#### [The exercise]
Reproduce every one of the records below word for word, keeping each line in its original order.

_ _ _ _ _ _ _

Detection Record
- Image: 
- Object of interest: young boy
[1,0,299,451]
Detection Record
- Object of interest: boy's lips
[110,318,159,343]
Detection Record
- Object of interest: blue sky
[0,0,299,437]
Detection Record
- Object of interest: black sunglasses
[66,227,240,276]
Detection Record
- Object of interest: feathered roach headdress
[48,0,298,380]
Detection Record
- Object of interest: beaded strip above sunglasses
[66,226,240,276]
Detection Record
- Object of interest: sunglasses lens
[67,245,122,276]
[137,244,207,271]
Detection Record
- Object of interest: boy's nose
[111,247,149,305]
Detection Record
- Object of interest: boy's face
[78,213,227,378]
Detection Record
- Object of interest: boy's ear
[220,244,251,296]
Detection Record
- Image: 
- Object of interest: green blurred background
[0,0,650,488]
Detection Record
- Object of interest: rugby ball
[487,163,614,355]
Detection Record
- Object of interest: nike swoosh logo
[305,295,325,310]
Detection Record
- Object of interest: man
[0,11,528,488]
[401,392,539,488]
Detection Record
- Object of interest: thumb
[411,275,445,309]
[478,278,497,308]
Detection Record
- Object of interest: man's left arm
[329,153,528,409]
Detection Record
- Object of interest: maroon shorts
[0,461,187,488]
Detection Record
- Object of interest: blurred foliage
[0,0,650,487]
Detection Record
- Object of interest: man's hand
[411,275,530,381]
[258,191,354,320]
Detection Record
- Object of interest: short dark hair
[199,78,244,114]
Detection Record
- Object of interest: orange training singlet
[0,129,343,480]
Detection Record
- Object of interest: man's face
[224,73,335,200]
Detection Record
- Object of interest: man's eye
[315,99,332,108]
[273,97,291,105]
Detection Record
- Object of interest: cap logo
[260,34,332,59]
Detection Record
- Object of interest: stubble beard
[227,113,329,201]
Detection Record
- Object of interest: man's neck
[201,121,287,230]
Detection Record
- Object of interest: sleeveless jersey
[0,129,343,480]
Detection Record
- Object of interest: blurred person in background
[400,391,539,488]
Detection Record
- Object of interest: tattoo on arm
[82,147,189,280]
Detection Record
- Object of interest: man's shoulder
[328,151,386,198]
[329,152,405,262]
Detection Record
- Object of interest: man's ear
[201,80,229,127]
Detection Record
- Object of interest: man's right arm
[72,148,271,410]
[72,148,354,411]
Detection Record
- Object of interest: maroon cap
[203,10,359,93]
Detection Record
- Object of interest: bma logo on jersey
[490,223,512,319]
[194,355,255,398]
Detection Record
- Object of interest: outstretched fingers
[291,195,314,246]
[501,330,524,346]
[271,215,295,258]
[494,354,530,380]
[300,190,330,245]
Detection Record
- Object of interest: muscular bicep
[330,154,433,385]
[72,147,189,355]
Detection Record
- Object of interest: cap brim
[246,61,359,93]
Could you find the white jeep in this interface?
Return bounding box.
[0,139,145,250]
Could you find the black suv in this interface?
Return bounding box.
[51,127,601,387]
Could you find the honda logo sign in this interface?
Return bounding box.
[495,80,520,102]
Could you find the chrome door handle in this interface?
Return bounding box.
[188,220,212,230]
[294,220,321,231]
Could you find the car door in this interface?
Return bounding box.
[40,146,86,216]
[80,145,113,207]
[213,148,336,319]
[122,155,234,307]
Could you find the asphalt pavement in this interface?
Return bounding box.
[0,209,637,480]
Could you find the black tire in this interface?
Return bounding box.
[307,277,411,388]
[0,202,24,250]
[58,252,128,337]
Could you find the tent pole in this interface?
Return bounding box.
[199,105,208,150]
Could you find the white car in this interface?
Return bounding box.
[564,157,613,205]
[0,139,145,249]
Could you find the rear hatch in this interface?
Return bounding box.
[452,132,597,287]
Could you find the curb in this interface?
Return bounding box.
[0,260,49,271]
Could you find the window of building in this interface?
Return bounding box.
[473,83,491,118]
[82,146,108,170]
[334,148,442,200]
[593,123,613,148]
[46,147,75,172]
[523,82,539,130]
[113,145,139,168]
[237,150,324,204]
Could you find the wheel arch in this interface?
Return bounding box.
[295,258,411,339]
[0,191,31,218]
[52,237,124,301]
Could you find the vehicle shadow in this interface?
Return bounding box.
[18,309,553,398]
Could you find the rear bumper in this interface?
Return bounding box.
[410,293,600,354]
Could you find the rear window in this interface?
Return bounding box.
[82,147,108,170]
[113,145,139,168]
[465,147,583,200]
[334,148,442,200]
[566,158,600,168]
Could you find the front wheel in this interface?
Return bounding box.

_ _ _ _ _ _ _

#### [Reply]
Detection Record
- Image: 
- Object of interest: young boy
[1,0,299,451]
Detection Record
- Object of interest: boy's lips
[110,318,159,343]
Detection Record
- Object of interest: blue sky
[0,0,299,437]
Detection Record
- Object of interest: black sunglasses
[66,227,240,276]
Detection Record
- Object of interest: feathered roach headdress
[48,0,298,380]
Detection Record
- Object of interest: beaded strip above sunglasses
[66,226,240,276]
Detection Record
- Object of interest: sunglasses lens
[67,245,122,276]
[137,244,207,271]
Detection Record
- Object of interest: boy's nose
[111,247,149,305]
Detection Record
- Object of interest: boy's face
[78,213,227,378]
Detection Record
- Object of interest: boy's ear
[220,244,251,296]
Detection Record
- Image: 
- Object of interest: green blurred background
[0,0,650,488]
Detection Record
- Object of interest: rugby ball
[487,163,614,355]
Detection Record
- Object of interest: nike swoosh logo
[305,295,325,310]
Detection Record
- Object of interest: man
[0,11,528,488]
[401,392,539,488]
Detection Record
- Object of interest: thumb
[411,275,445,309]
[478,278,497,308]
Detection Record
- Object of interest: man's left arm
[329,153,528,409]
Detection Record
- Object of interest: maroon shorts
[0,461,187,488]
Detection Record
- Object of interest: blurred foliage
[0,0,650,487]
Detection Record
- Object of interest: man's hand
[411,275,530,381]
[258,191,354,320]
Detection Record
- Object of interest: short dark hair
[199,78,244,114]
Detection Record
- Object of interest: orange training singlet
[0,129,343,480]
Detection Record
- Object of interest: man's face
[224,73,335,200]
Detection Record
- Object of interest: man's eye
[315,99,332,108]
[273,97,291,105]
Detection Record
- Object of interest: cap logo
[260,34,332,59]
Detection Record
- Object of interest: stubble beard
[227,113,329,201]
Detection Record
- Object of interest: man's neck
[201,121,287,230]
Detection Record
- Object of interest: sleeveless jersey
[0,129,343,480]
Detection Record
- Object of interest: blurred person in background
[400,391,539,488]
Detection Record
- Object of interest: tattoo on arm
[82,147,189,280]
Detection Record
- Object of interest: man's shoulder
[328,151,386,198]
[329,152,405,262]
Detection Record
- Object of interest: man's ear
[201,80,229,127]
Detection Record
- Object of interest: man's right arm
[72,148,271,410]
[72,148,354,411]
Detection Record
- Object of interest: maroon cap
[203,10,359,93]
Detection Record
- Object of interest: bma logo on jersey
[490,223,512,319]
[194,355,255,398]
Detection Record
- Object of interest: outstretched fingers
[291,195,314,246]
[501,330,524,346]
[271,215,295,258]
[494,354,530,380]
[300,190,330,245]
Detection Record
- Object of interest: muscular bicep
[330,154,433,385]
[72,147,189,355]
Detection Record
- Object of interest: cap brim
[246,61,359,93]
Could you find the white jeep in this interface?
Return bounding box.
[0,139,145,250]
Could you find the black suv in this interface?
Return bounding box.
[51,127,601,387]
Could you find the honda logo sign in this interface?
Return bounding box.
[495,80,520,102]
Could you find the chrome door handle in this interface?
Return bounding box.
[188,220,212,230]
[294,220,321,231]
Could you find the car door in this interface?
Return bounding box.
[40,146,86,216]
[80,145,113,207]
[213,148,336,319]
[122,155,234,307]
Could you find the asphalt pavement in this interface?
Return bounding box.
[0,209,637,480]
Could you find the black tire in this interface?
Return bounding box.
[307,277,411,388]
[0,202,24,250]
[58,252,128,337]
Could you find the tent pole in this interface?
Return bounding box.
[199,105,208,150]
Could you find the white car in this interface?
Return bounding box.
[564,157,613,205]
[0,139,145,249]
Could you find the rear hatch in this interface?
Return bounding box.
[452,132,597,287]
Could you find the curb in this interface?
Return bounding box.
[0,260,49,271]
Could you find the window of building in this interface?
Return bounding box.
[473,83,491,118]
[82,146,108,170]
[334,148,442,200]
[593,123,613,148]
[46,147,75,172]
[523,82,539,130]
[113,145,139,168]
[237,150,324,204]
Could you find the wheel arch in this interface?
Return bounding box.
[295,258,411,339]
[0,191,31,218]
[52,237,124,301]
Could you find the vehicle shadow in this interface?
Return bounding box.
[18,309,553,398]
Could you find the rear bumper in this interface?
Return bounding box.
[410,293,600,354]
Could you find the rear window in this interface?
Return bounding box.
[82,147,108,170]
[113,145,139,168]
[465,147,583,200]
[334,148,442,200]
[566,158,600,168]
Could you find the front wheel in this interface?
Return bounding box.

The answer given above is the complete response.